▶ **Document text**:
==========
[EM] Questions about Majority-Beat vs Plurality-Beat Condorcet

[Toby Pereira]

 Some interesting findings, thanks Joshua and Kevin for those. So it seems that given that there are possible utility scores where participation would be failed, Maximal Lotteries can't be said to pass, since passing means in all cases.
It's interesting what you say, Joshua, about Condorcet / Smith as a strict requirement. I've never felt that it's something voting methods must adhere to in all circumstances, but there are still pragmatic reasons for using complying methods in many situations.
Thanks
Toby
    On Monday, 6 April 2026 at 04:50:45 BST, Joshua Boehme via Election-Methods <election-methods at lists.electorama.com> wrote:  
 
 
Here's what I get:

#1: 7/15 A, 5/15 B, 3/15 D
#2: D
#3: B
#4: A
#5: 5/13 A, 7/13 B, 1/13 C
#6: C
#7: B


The following are cases where adding votes with candidate X at the top of 
the ballot causes X to go from a positive probability of winning to a zero 
probability:

#1 -> #2
#1 -> #4
#5 -> #6
#5 -> #7

The general pattern here is that a lottery over the additional voters' 
first, second, and third choices switches to a definitive win by their 
second choice. Without knowing the underlying utilities of the voters, 
whether or not they prefer that resulting outcome is impossible to 
determine. [1]


[1] Once you go down that rabbit hole, it gets harder to stand by Condorcet 
/ Smith as a strict requirement. Indeed, it's easy to construct examples of 
elections -- not necessarily in these particular cases -- where *every 
voter* prefers, say, a random ballot lottery to a Condorcet winner


On 4/5/26 6:20 PM, Kevin Venzke via Election-Methods wrote:
> Hi Toby,
> 
> I think it must not be the same criterion.
==========
▶ **Source material**:

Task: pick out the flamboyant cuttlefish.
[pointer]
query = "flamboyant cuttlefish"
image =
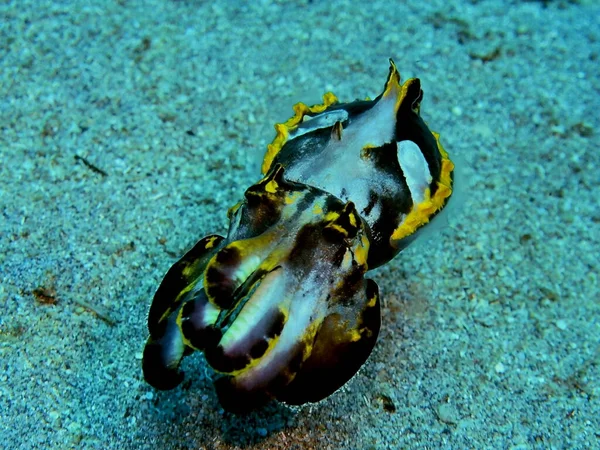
==========
▶ **Work instructions**: Please reproduce the part of the election-methods thread that opens with the words containing "Some interesting findings, thanks" and closes with "in many situations.", editing it so that "participation" reads "monotonicity". Work from the election-methods thread alone, not the data.

▶ **Reply to the task**:
Some interesting findings, thanks Joshua and Kevin for those. So it seems that given that there are possible utility scores where monotonicity would be failed, Maximal Lotteries can't be said to pass, since passing means in all cases.
It's interesting what you say, Joshua, about Condorcet / Smith as a strict requirement. I've never felt that it's something voting methods must adhere to in all circumstances, but there are still pragmatic reasons for using complying methods in many situations.